• RECORDS FOR THE TASK

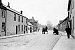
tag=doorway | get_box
[16,26,17,34]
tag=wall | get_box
[70,0,75,37]
[6,9,27,36]
[0,9,5,36]
[6,10,16,35]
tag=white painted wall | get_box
[70,0,75,37]
[6,10,27,36]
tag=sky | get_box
[2,0,68,26]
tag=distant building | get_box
[27,21,33,33]
[28,17,38,32]
[0,0,28,36]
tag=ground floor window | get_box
[26,26,28,33]
[18,25,20,31]
[2,22,5,32]
[22,25,23,31]
[24,25,25,33]
[24,25,25,30]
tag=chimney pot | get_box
[7,2,10,8]
[21,10,23,14]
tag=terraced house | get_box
[57,17,69,32]
[0,0,28,36]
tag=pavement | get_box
[0,30,61,50]
[52,32,75,50]
[0,31,39,39]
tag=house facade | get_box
[28,17,38,32]
[57,17,69,32]
[0,0,28,36]
[68,0,75,38]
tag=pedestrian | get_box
[42,28,45,34]
[65,22,71,39]
[56,28,59,35]
[45,26,48,33]
[53,27,59,35]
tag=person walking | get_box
[42,28,45,34]
[45,26,48,33]
[65,22,71,39]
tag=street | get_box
[0,30,61,50]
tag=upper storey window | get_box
[18,15,20,22]
[22,16,23,22]
[2,9,6,18]
[14,13,16,21]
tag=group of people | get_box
[42,21,71,39]
[53,22,71,39]
[42,26,59,35]
[42,26,48,34]
[53,28,59,35]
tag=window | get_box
[22,25,23,31]
[18,15,20,22]
[22,16,23,22]
[14,13,16,21]
[26,18,28,24]
[24,25,25,30]
[18,25,20,31]
[2,22,5,31]
[2,9,6,18]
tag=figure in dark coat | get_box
[45,26,48,32]
[65,26,71,38]
[53,28,59,35]
[42,28,45,34]
[42,26,48,34]
[65,22,71,38]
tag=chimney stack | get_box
[0,0,2,5]
[21,10,23,14]
[7,2,10,8]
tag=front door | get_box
[16,26,17,34]
[24,25,25,34]
[70,20,72,35]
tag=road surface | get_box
[0,30,61,50]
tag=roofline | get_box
[1,4,27,18]
[59,16,69,25]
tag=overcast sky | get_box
[2,0,68,26]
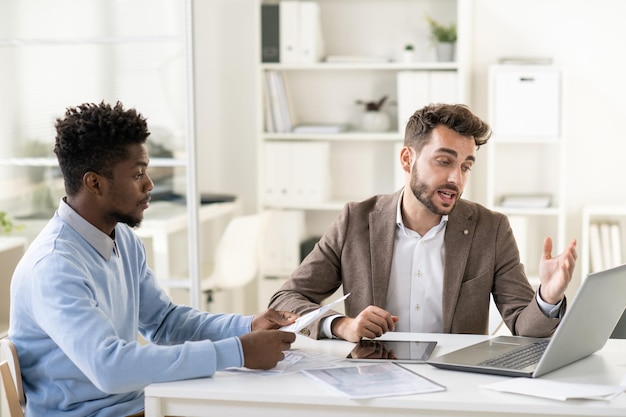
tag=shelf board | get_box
[261,62,460,71]
[263,132,403,142]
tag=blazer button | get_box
[300,328,311,337]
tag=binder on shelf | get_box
[293,141,331,203]
[299,1,324,64]
[264,141,292,204]
[279,0,300,64]
[261,4,280,63]
[263,141,330,205]
[274,1,324,64]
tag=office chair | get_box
[202,213,268,308]
[1,338,25,417]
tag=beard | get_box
[409,169,460,216]
[112,211,142,228]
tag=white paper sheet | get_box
[303,362,446,399]
[482,377,626,401]
[280,293,350,333]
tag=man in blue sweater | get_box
[9,101,297,416]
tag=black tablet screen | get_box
[346,340,437,363]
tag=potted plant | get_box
[355,95,391,132]
[425,14,457,62]
[403,44,415,63]
[0,211,22,235]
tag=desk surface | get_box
[145,332,626,417]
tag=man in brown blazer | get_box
[269,103,577,342]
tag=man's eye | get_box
[462,165,473,172]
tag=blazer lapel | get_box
[369,192,400,308]
[442,201,476,332]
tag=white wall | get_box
[193,0,259,214]
[468,0,626,292]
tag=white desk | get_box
[144,332,626,417]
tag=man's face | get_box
[101,143,153,228]
[409,125,476,215]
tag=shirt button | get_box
[416,270,422,278]
[415,304,421,311]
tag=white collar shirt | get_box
[386,195,448,333]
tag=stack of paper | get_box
[303,362,445,399]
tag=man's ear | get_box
[400,146,413,173]
[83,171,103,195]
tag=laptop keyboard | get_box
[478,340,550,369]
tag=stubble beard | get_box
[113,211,142,229]
[410,170,459,216]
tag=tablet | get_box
[346,340,437,363]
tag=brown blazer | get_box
[269,190,564,339]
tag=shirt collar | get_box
[396,189,448,236]
[58,198,116,260]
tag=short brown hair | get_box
[404,103,491,151]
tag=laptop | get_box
[427,263,626,378]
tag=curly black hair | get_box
[404,103,492,151]
[54,101,150,196]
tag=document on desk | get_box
[482,377,626,401]
[303,362,446,399]
[225,350,346,376]
[280,293,350,333]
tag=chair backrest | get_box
[0,338,24,416]
[203,212,268,291]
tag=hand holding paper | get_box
[280,293,350,333]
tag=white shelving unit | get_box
[486,64,566,287]
[256,0,470,297]
[0,0,213,309]
[581,205,626,278]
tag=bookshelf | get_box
[486,64,566,287]
[256,0,470,297]
[581,205,626,278]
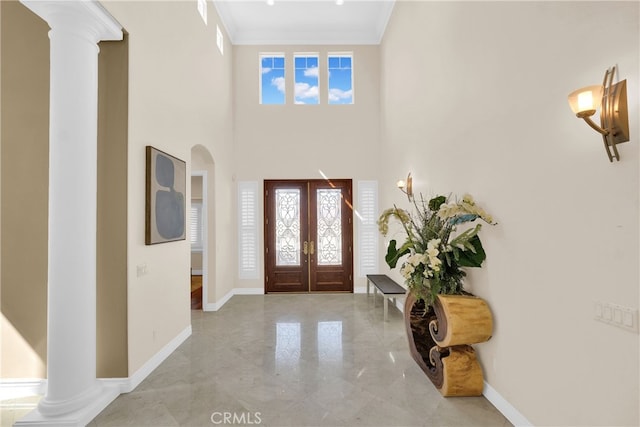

• TASK TO COMPLETE
Drop every picture, then write out the remaining entries above exactly as they appear.

• EXERCISE RESULT
tag=doorway | get_box
[16,26,17,34]
tag=wall | get_box
[70,0,75,37]
[6,9,27,36]
[0,9,5,36]
[6,10,16,35]
tag=white painted wall | get_box
[70,0,75,37]
[6,10,27,36]
tag=sky | get_box
[2,0,68,26]
tag=distant building | get_box
[27,21,33,33]
[28,17,38,32]
[0,0,28,36]
tag=ground floor window | get_box
[26,26,28,33]
[18,25,20,31]
[2,22,5,32]
[22,25,23,31]
[24,25,25,33]
[24,25,25,30]
tag=chimney pot | get_box
[7,2,10,8]
[21,10,23,14]
tag=terraced house | get_box
[57,17,69,32]
[0,0,28,36]
tag=pavement | get_box
[0,30,61,50]
[52,32,75,50]
[0,31,39,39]
tag=house facade | get_box
[28,17,38,32]
[57,17,69,32]
[0,0,28,36]
[68,0,75,38]
tag=pedestrian | get_box
[42,28,45,34]
[65,22,71,39]
[56,28,59,35]
[45,26,48,33]
[53,27,59,35]
tag=person walking | get_box
[42,28,45,34]
[45,26,48,33]
[65,22,71,39]
tag=street | get_box
[0,30,61,50]
tag=upper storey window | get_box
[18,15,20,22]
[22,16,23,22]
[2,9,6,18]
[14,13,16,21]
tag=group of people | get_box
[42,21,71,39]
[53,22,71,39]
[42,26,59,35]
[42,26,48,34]
[53,28,59,35]
tag=window | get_box
[22,25,23,31]
[18,15,20,22]
[22,16,23,22]
[14,13,16,21]
[26,18,28,24]
[24,25,25,30]
[18,25,20,31]
[2,22,5,31]
[2,9,6,18]
tag=figure in dark coat | get_box
[45,26,48,32]
[65,26,71,38]
[53,28,59,35]
[42,28,45,34]
[42,26,48,34]
[65,22,71,38]
tag=chimney stack | get_box
[0,0,2,5]
[21,10,23,14]
[7,2,10,8]
tag=front door | get_box
[16,26,17,34]
[24,25,25,34]
[70,20,72,35]
tag=road surface | get_box
[0,30,61,50]
tag=roofline | get_box
[1,4,27,18]
[59,16,69,25]
tag=overcast sky | get_box
[2,0,68,26]
tag=shelf board | get_box
[261,62,460,71]
[263,132,403,142]
tag=blazer button | get_box
[300,328,311,337]
tag=binder on shelf | get_box
[293,141,331,203]
[299,1,324,64]
[264,141,292,204]
[279,0,300,64]
[261,4,280,63]
[263,141,330,205]
[274,1,324,64]
tag=office chair | get_box
[202,213,268,308]
[1,338,25,417]
tag=beard | get_box
[409,169,460,216]
[112,211,142,228]
tag=white paper sheet | get_box
[303,362,446,399]
[482,377,626,401]
[280,293,350,333]
tag=man in blue sweater | get_box
[9,101,297,416]
tag=black tablet screen | get_box
[346,340,437,363]
tag=potted plant | get_box
[355,95,391,132]
[425,14,457,62]
[403,44,415,63]
[0,211,22,235]
tag=desk surface | get_box
[145,332,626,417]
tag=man in brown blazer | get_box
[269,103,577,342]
tag=man's eye | get_box
[462,165,473,172]
tag=blazer lapel | get_box
[369,192,400,308]
[442,201,476,332]
tag=white wall | get_box
[193,0,259,214]
[468,0,626,292]
tag=white desk | get_box
[144,332,626,417]
tag=man's face | get_box
[101,143,153,228]
[409,125,476,215]
tag=shirt button | get_box
[416,270,422,278]
[415,304,421,311]
tag=white collar shirt | get_box
[386,195,448,333]
tag=stack of paper | get_box
[303,362,445,399]
tag=man's ear | get_box
[400,146,413,173]
[83,171,103,195]
tag=laptop keyboard | get_box
[478,340,550,369]
tag=stubble beard | get_box
[113,211,142,229]
[410,170,459,216]
tag=tablet | get_box
[346,340,437,363]
tag=brown blazer | get_box
[269,190,564,339]
tag=shirt collar | get_box
[396,189,448,236]
[58,198,116,260]
tag=short brown hair | get_box
[404,103,491,151]
tag=laptop | get_box
[427,263,626,378]
tag=curly black hair | get_box
[404,103,492,151]
[54,101,150,196]
tag=document on desk | get_box
[482,377,626,401]
[303,362,446,399]
[225,350,346,376]
[280,293,350,333]
tag=chair backrest | get_box
[0,338,24,416]
[203,212,268,291]
tag=hand holding paper | get_box
[280,293,350,333]
tag=white shelving unit | get_box
[486,64,566,287]
[256,0,470,297]
[0,0,213,309]
[581,205,626,278]
tag=bookshelf | get_box
[486,64,566,287]
[256,0,470,297]
[581,205,626,278]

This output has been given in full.